(Records from a data source)
** Start **

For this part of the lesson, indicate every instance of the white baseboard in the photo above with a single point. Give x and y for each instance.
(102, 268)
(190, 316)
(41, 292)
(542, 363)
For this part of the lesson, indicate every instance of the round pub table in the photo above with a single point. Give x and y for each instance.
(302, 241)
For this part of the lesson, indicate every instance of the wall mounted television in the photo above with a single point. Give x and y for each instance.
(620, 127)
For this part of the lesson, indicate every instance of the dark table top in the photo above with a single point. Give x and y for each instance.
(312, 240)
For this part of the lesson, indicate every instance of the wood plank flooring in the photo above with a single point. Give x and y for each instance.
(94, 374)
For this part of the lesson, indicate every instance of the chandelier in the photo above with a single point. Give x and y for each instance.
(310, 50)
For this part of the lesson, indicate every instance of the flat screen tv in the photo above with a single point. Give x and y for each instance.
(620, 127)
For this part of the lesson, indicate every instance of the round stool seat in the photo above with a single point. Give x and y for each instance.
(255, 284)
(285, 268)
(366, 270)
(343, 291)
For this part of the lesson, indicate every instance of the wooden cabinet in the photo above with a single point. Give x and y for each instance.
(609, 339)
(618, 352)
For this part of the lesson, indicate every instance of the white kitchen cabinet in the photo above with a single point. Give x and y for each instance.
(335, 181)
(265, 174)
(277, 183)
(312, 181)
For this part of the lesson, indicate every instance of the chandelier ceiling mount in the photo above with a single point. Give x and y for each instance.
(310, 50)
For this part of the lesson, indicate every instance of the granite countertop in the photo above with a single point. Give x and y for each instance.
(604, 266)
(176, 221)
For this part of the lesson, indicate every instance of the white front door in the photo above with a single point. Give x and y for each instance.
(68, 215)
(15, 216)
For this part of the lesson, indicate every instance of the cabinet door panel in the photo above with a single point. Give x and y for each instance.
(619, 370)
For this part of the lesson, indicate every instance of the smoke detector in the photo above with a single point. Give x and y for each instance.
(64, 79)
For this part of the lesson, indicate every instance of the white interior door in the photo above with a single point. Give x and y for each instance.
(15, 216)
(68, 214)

** End **

Output the entries exactly.

For this part of the lesson, indicate every instance of the white baseboard in the photo above with a single point. Give x and y for each instance.
(102, 268)
(190, 316)
(41, 292)
(542, 363)
For this part of the lesson, indicate every instance of the round pub table in the photo above with a single point. Give x and y for each instance.
(302, 241)
For this part of the lesson, indicate every instance of the wall mounted television in the photo above with a single point. Give x and y for each instance.
(620, 127)
For this part of the lesson, indicate every instance of the dark table top in the photo above with a single point. Give x and y for each instance.
(312, 240)
For this part of the lesson, indicate every instance of the wood plank flooring in the photo above with a single point. Give x and y for each instance.
(94, 374)
For this part of the lesson, indicate every instance of the chandelier in the photo above with a single point. Give x and y for each instance.
(310, 50)
For this part of the lesson, indicate every instance of the flat screen tv in the photo above with a single point. Give x and y for each instance.
(620, 127)
For this part of the lesson, indicate every instance of the round stool seat in the photo above with a single point. Give x and y for each instance.
(255, 284)
(285, 268)
(366, 270)
(343, 291)
For this part of the lesson, indicate every instance of the wooden cabinet in the photo above with a single point. Give x and y for each instance.
(609, 339)
(618, 352)
For this part of the lesson, indicate every instance of the white kitchen cabinet in the photo above with a single point. Give x and y for each instance.
(335, 181)
(265, 174)
(277, 183)
(312, 181)
For this part of the lesson, indicate every instance of the chandelier ceiling mount in the photo above with a single point. Give x and y for each instance.
(310, 50)
For this part of the lesson, indicate every instance of the granite countertop in the photo above with a single point. Give x and y for each instance.
(604, 266)
(176, 221)
For this part of the lesson, indicate every instance of the white front door in the photo above with a single point. Give x and y for each instance.
(68, 215)
(15, 216)
For this part of the lesson, indicate every instance of the cabinet door panel in the photo above with a single point. Give x and y for each instance.
(619, 370)
For this part of the lesson, indicate every instance of the smoke detector in the photo above with a single point. Give x and y for each instance.
(64, 79)
For this part of the lesson, indicate every instance of the white interior door in the photo above with a single point. Give x and y for each instance.
(15, 216)
(68, 214)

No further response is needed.